§ Exercise instructions
Please quote the items below word for word, starting at the very beginning and ending with the line that contains "0;184;405;299", with both ends included. Leave the pictures out of your answer.

== == ==

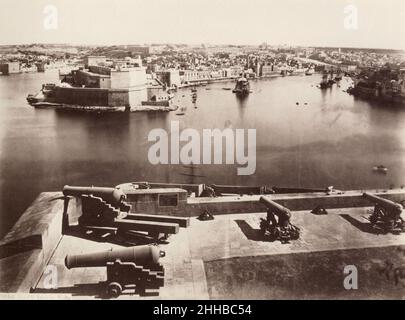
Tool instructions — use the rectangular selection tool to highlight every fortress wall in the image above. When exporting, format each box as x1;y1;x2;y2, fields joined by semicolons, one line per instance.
55;87;108;106
0;192;76;293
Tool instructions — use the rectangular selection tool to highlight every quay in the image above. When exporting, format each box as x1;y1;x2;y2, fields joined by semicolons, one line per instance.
0;184;405;299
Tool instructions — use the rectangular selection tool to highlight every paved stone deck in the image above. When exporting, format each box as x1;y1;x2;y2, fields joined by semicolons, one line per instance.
30;208;405;299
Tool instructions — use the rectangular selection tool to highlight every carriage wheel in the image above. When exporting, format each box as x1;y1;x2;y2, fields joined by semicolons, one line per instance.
107;282;122;298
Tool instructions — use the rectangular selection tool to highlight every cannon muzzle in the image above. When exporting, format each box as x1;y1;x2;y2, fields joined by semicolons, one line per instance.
259;197;291;217
65;246;165;269
363;192;404;214
63;186;126;205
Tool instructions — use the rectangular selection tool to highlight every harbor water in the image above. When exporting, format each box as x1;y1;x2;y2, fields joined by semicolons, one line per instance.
0;70;405;237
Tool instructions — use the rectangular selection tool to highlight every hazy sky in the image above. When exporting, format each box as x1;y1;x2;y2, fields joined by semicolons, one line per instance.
0;0;405;49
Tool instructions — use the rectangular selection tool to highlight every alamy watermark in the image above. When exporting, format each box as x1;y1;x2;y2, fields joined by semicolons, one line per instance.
148;121;256;175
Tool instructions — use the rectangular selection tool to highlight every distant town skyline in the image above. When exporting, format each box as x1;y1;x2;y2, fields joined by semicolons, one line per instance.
0;0;405;50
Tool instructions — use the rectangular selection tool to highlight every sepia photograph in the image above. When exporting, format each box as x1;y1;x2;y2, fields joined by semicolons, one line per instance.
0;0;405;304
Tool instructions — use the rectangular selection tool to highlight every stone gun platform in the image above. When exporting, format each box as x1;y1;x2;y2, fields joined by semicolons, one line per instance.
0;189;405;299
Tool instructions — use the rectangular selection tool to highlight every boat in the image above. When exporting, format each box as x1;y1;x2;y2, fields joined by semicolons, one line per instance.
335;72;343;81
319;73;332;89
232;76;250;95
305;68;315;76
373;164;388;173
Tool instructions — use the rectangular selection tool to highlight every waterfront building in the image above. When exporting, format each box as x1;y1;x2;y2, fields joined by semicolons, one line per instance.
0;62;21;75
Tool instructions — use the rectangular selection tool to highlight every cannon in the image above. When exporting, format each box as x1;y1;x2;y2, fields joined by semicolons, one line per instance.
65;246;165;297
63;186;189;242
363;192;405;233
259;196;300;243
63;185;126;208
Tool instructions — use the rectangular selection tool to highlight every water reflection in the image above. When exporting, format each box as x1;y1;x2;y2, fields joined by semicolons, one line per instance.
0;73;405;238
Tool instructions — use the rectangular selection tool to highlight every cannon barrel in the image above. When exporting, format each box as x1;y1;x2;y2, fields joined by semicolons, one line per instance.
363;192;403;214
259;196;291;217
65;246;165;269
63;186;126;205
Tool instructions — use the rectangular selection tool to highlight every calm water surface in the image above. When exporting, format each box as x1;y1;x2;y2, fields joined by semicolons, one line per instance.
0;71;405;237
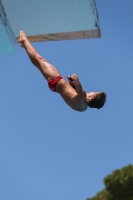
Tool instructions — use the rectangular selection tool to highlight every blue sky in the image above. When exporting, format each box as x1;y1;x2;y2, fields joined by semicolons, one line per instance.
0;0;133;200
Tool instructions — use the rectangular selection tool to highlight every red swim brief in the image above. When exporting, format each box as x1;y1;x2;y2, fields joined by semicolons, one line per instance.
48;75;63;92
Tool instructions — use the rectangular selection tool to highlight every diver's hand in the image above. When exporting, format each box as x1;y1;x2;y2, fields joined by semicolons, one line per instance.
67;75;76;89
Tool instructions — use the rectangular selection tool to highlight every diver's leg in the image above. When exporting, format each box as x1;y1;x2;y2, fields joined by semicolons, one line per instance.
19;31;60;80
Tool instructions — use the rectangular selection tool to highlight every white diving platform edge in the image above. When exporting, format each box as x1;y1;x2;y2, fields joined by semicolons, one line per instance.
0;0;16;55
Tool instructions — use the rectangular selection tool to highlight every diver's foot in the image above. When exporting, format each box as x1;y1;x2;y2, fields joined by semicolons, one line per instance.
19;31;29;48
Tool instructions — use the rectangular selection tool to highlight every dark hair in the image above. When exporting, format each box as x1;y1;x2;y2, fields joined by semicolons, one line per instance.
88;92;106;109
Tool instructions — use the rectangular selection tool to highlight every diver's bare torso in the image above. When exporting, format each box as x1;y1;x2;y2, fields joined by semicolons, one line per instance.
56;79;87;112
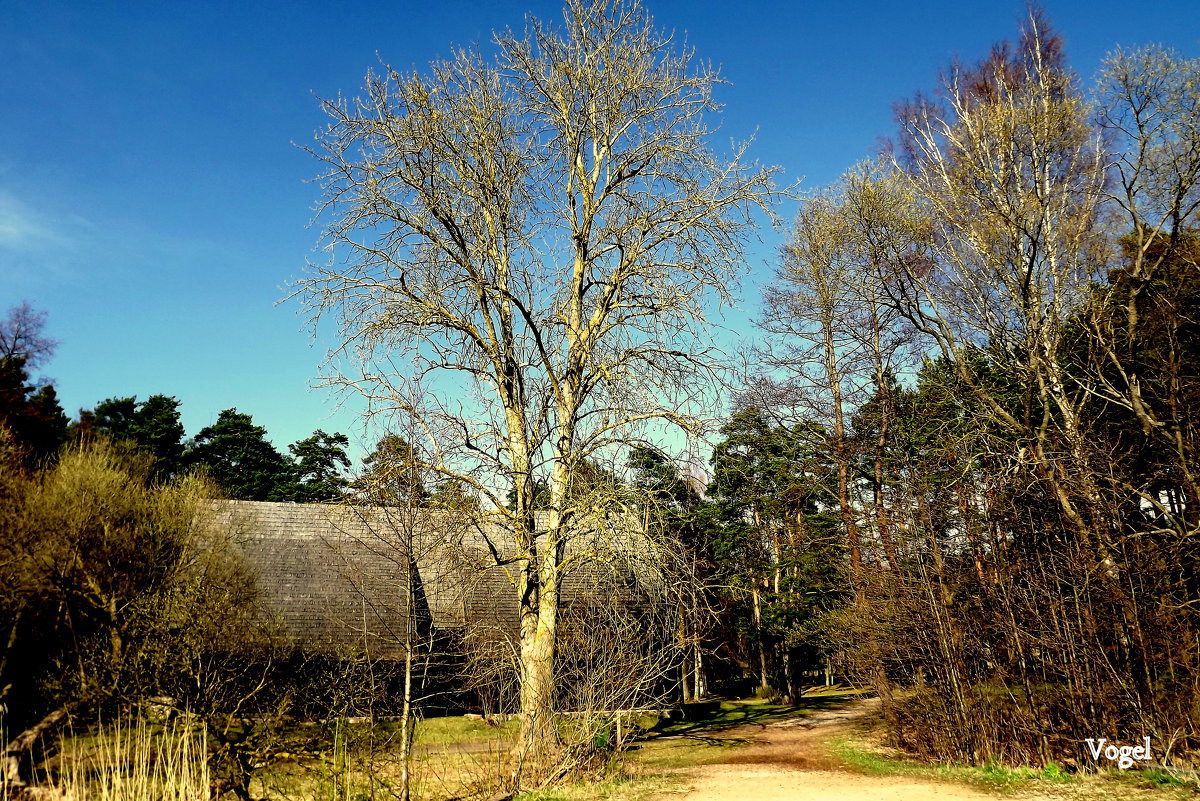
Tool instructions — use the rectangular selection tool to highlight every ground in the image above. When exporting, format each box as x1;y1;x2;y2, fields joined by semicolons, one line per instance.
650;700;1190;801
652;701;991;801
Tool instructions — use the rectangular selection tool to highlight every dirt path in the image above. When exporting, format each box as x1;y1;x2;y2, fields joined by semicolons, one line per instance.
667;701;995;801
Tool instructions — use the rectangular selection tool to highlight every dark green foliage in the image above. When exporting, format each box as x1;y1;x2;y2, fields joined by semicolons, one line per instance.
187;409;293;501
706;408;847;695
287;428;350;504
0;356;67;468
353;434;430;506
72;395;184;480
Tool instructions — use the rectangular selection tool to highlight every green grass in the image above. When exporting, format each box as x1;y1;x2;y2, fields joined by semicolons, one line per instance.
830;736;1076;793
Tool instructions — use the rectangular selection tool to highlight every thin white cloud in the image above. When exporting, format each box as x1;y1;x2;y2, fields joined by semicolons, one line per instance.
0;189;70;253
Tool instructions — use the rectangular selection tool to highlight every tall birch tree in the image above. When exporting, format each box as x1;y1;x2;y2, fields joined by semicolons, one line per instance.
298;0;774;777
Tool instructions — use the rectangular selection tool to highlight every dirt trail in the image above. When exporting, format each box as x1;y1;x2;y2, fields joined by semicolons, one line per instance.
667;701;995;801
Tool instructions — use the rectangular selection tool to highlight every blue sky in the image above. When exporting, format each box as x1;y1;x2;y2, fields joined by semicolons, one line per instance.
0;0;1200;462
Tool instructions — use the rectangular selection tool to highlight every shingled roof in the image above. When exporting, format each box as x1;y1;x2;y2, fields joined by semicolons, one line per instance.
215;501;667;657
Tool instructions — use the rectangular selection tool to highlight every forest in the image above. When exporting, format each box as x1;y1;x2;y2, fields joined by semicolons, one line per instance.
0;0;1200;797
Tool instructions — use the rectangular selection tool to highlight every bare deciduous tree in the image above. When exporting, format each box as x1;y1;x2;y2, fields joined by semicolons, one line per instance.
298;0;774;777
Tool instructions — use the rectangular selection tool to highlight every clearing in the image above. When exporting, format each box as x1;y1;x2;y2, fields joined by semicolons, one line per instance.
637;699;1186;801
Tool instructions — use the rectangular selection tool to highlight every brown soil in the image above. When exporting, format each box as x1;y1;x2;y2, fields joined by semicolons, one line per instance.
667;701;994;801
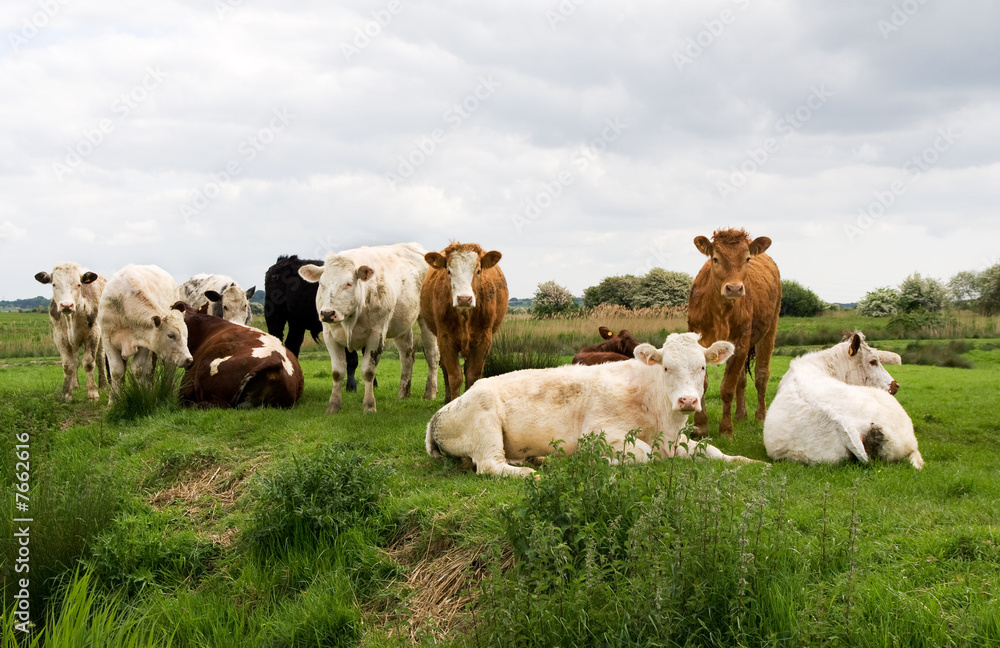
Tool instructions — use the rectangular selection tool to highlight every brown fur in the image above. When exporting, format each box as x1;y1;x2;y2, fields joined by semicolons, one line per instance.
573;326;639;364
688;229;781;438
420;242;509;403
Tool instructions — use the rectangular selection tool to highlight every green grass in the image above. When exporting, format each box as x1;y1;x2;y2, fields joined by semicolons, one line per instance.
0;317;1000;646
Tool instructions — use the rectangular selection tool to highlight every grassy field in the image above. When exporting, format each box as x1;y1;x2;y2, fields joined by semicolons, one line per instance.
0;315;1000;648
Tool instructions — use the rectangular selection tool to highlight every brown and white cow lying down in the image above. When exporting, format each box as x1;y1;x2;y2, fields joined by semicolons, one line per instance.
35;263;108;402
573;326;639;364
420;242;509;403
181;273;257;326
426;333;751;476
97;265;192;399
764;332;924;469
180;304;305;408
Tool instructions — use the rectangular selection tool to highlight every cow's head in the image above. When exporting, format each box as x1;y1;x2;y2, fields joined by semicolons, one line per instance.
830;331;902;394
35;263;97;313
424;243;502;310
205;283;257;325
299;252;375;324
635;333;736;414
694;229;771;300
151;301;194;369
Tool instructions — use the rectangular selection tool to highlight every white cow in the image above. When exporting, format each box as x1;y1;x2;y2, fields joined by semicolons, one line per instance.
98;265;193;398
181;273;257;326
35;263;107;402
299;243;438;414
764;332;924;469
427;333;752;476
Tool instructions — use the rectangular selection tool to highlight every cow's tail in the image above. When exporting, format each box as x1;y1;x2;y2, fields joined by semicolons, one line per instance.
427;414;441;459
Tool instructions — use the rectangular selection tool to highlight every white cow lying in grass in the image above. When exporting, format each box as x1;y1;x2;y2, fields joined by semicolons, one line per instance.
427;333;751;476
764;332;924;469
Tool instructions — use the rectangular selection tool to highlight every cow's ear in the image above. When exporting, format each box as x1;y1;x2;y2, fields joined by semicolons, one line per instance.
299;263;323;283
479;250;503;270
705;340;736;364
633;343;663;367
872;349;903;364
750;236;771;256
847;333;861;358
424;252;447;270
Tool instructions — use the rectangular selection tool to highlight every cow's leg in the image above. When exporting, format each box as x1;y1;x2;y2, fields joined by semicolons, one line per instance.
394;329;417;398
417;317;447;402
323;327;350;414
361;333;386;412
692;372;708;437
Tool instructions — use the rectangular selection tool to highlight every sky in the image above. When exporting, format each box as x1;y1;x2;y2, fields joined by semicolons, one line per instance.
0;0;1000;302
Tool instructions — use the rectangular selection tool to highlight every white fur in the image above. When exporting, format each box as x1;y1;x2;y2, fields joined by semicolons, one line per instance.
764;334;924;469
426;333;749;476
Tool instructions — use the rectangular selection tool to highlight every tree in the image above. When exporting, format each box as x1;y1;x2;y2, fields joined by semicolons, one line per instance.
858;286;899;317
781;280;826;317
897;272;948;313
978;263;1000;315
632;268;694;308
583;275;639;308
531;281;577;317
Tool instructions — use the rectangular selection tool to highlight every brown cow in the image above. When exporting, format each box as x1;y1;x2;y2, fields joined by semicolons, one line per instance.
573;326;639;364
420;242;509;403
688;229;781;438
174;302;305;408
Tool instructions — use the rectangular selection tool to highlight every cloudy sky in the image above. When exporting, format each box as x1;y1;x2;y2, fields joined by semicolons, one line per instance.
0;0;1000;302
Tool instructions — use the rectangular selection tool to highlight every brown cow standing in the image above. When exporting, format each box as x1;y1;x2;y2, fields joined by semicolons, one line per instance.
420;242;509;403
688;229;781;438
573;326;639;365
174;302;305;408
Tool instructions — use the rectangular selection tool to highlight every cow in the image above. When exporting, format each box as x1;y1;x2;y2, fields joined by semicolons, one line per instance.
688;229;781;439
764;331;924;470
98;265;193;400
181;273;257;326
180;304;305;408
299;243;438;414
35;263;108;403
426;333;751;477
573;326;639;364
264;254;368;392
420;242;510;403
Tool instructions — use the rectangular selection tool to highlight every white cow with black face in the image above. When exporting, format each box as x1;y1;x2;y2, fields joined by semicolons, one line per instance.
764;332;924;469
35;263;107;402
98;265;193;398
299;243;437;414
426;333;751;476
181;273;257;326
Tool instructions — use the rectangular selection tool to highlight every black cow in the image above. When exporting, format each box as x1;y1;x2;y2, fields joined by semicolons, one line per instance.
264;254;378;392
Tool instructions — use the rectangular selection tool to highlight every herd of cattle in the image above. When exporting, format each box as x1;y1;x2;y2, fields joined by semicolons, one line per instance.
35;229;923;475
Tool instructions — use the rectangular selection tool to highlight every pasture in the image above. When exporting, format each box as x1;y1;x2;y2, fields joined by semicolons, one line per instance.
0;313;1000;648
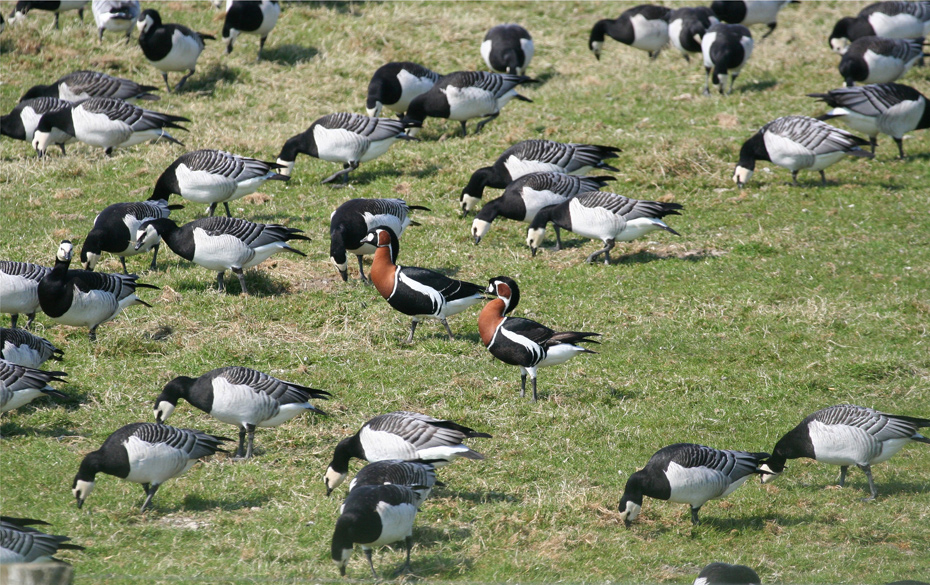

== == ==

§ Result of the task
Tool instructions — use the rectangular selection tool to highlight every fortress wall in the image above. When exporting, format each box as x1;y1;x2;y2, fields joined by semicolons, one line per instance.
55;87;108;106
0;192;76;293
Tool instructions — use the rectangular selection tool to highlight every quay in the image above. When exporting, format each box as x1;y1;x2;y2, fields joined by semicolons, one line per instance.
0;184;405;299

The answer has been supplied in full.